§ **やること**
下のコードのうち「# 既に存在するIDの場合は省略する」で始まる段落を、処理の要点を保ったまま短い箇条書きにしてください。

§ **引用箇所**

YOUTUBE_API_VERSION = "v3"
youtube = build(YOUTUBE_API_SERVICE_NAME, YOUTUBE_API_VERSION, developerKey=api_key)

In [None]:
# 歌動画の関連動画の一覧を取得する
df_viewed_song = df_viewed[df_viewed['Label'] == 1]
video_ids = np.array(df_viewed_song['Id'])

# 既に存在するIDの場合は省略する
output_path = './output/'+month+'/related_ids.csv'
exists_prev = False
prev_ids = []
if os.path.exists(output_path):
    prev_df = pd.read_csv(output_path)
    prev_ids = np.array(prev_df['Id'])
    exists_prev = True

for video_id in video_ids:
    if video_id not in prev_ids:
        try:
            videos = youtube.search().list(
                part = 'id', 
                relatedToVideoId = video_id,
                order = 'relevance',
                type = 'video',
                maxResults = 50, 
            ).execute()
        except HttpError as e:
            print('データ参照中にエラーが発生しました')
            # print(e)
            break
        
        related_video_ids = []
        # 既存のDataFrameに追加する形で用意する
        for video_item in videos['items']:
            related_video_ids.append(video_item['id']['videoId'])

§ **元データ**

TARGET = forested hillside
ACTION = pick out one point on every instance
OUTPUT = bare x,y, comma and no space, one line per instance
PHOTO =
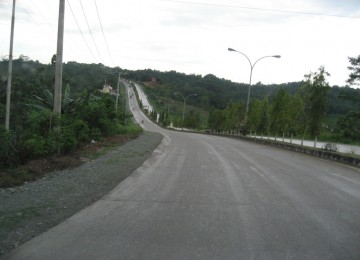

§ **解答**
- 既に存在するIDを省略するための準備である。
- 出力先のパスを './output/'+month+'/related_ids.csv' とする。
- exists_prev を False、prev_ids を空のリストで初期化する。
- そのパスにファイルがあれば、pd.read_csv で読み込む。
- 読み込んだデータの 'Id' 列を np.array にして prev_ids に入れる。
- そのうえで exists_prev を True にする。